**Required task**
Quote the material verbatim from the line containing "driveway by giving the bounding box." through the end of the material, both ends included, and leave the pictures out.

[Begin]

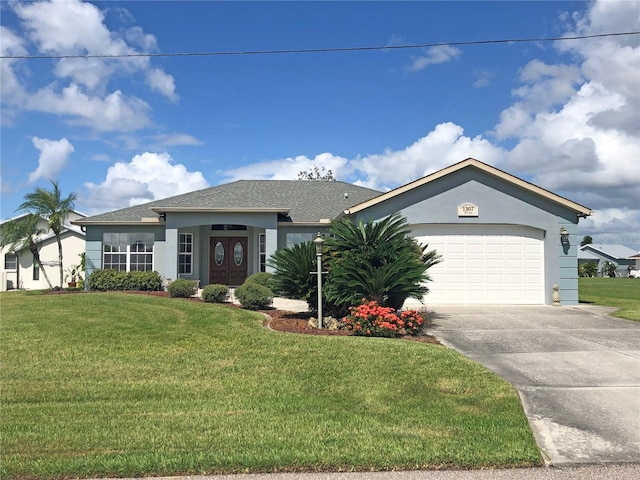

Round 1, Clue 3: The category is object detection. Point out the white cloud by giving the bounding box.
[223,153,349,181]
[2,0,178,131]
[29,137,74,183]
[147,68,178,102]
[78,152,209,215]
[26,83,150,132]
[352,122,504,189]
[495,1,640,223]
[153,133,202,147]
[409,45,462,72]
[578,208,640,251]
[0,25,28,115]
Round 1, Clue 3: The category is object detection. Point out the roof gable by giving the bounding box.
[74,180,380,225]
[344,158,592,216]
[580,243,636,260]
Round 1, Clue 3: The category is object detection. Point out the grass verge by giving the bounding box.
[0,292,541,479]
[578,277,640,322]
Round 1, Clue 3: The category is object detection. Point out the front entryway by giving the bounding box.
[209,237,247,285]
[413,225,545,305]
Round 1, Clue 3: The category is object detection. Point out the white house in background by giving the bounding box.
[578,243,636,277]
[0,211,86,291]
[629,252,640,271]
[73,158,591,305]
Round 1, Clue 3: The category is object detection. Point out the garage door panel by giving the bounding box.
[415,225,544,304]
[467,258,485,270]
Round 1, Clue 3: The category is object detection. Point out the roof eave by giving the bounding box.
[151,207,289,215]
[71,218,164,227]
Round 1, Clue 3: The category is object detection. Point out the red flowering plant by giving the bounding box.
[342,299,426,337]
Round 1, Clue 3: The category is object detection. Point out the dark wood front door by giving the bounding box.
[209,237,247,285]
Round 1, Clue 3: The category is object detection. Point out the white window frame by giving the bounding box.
[178,233,193,276]
[286,232,316,248]
[258,233,267,272]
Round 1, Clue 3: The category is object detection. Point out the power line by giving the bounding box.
[0,32,640,60]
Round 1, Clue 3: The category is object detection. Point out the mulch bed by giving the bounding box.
[46,289,440,345]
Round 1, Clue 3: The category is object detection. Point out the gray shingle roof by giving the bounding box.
[580,243,636,260]
[78,180,381,224]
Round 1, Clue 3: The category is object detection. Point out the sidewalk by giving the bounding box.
[95,464,640,480]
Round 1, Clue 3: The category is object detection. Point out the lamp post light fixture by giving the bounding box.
[313,232,324,328]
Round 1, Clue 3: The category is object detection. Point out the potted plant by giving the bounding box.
[66,265,82,288]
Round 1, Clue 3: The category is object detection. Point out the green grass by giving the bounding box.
[0,292,541,479]
[578,278,640,322]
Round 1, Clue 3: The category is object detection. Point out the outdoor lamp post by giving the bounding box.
[313,232,324,328]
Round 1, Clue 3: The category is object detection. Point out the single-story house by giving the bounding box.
[74,158,591,305]
[0,211,86,291]
[578,243,636,277]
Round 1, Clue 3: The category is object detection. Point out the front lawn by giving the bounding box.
[0,292,541,479]
[578,277,640,322]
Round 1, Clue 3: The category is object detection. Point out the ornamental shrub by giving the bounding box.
[167,278,198,298]
[202,283,229,303]
[235,282,273,310]
[89,270,162,292]
[578,262,598,277]
[342,301,426,337]
[89,270,121,292]
[325,213,441,312]
[245,272,273,290]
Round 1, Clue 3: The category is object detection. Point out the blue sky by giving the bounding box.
[0,0,640,250]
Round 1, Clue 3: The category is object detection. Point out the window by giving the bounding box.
[31,257,40,280]
[102,233,153,272]
[287,233,316,248]
[258,233,267,272]
[211,223,247,231]
[178,233,193,275]
[4,253,18,270]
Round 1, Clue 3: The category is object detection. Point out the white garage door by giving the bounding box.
[413,225,544,305]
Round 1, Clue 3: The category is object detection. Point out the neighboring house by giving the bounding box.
[578,243,636,277]
[0,211,85,291]
[74,158,591,305]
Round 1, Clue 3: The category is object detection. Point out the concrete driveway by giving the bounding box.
[430,305,640,465]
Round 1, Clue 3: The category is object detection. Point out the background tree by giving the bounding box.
[326,213,441,315]
[0,213,53,289]
[298,165,335,180]
[268,213,441,318]
[18,181,76,288]
[580,235,593,247]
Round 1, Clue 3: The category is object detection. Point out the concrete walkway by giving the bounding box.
[431,305,640,465]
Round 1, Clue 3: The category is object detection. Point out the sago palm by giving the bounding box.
[18,181,76,288]
[267,242,318,308]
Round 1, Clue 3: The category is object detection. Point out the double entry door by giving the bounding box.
[209,237,247,285]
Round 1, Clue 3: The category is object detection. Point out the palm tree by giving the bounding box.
[18,181,76,288]
[267,242,318,310]
[0,213,53,289]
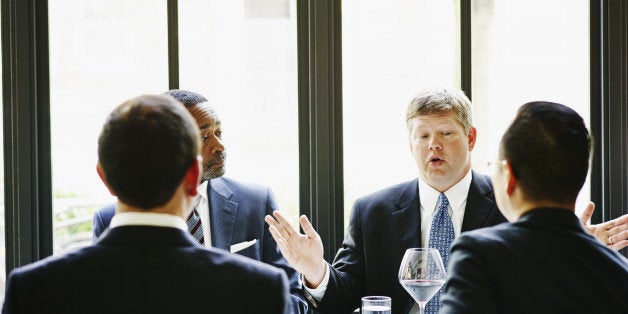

[End]

**Task solution**
Round 1, Clue 3: The category is object detection. Point out the concrete driveway by giving the bounding box.
[430,305,640,465]
Round 1, Clue 3: The category is object detection. Point out the background tree by giving the bounding box.
[326,213,441,315]
[0,213,53,289]
[298,165,335,180]
[268,213,441,318]
[18,181,76,288]
[580,235,593,247]
Round 1, Clue 3: The category is object detection. Point out the concrete walkway by giving the bounding box.
[431,305,640,465]
Round 1, Clue 3: The category is object detection. Point out the sago palm by giving the bounding box.
[18,181,76,288]
[267,242,318,308]
Round 1, Clue 3: The category is object detection. Point out the double entry door by giving the bounding box.
[209,237,247,285]
Round 1, Clue 3: The category is object detection. Point out the palm tree by giving the bounding box.
[18,181,76,288]
[267,242,318,310]
[0,213,53,289]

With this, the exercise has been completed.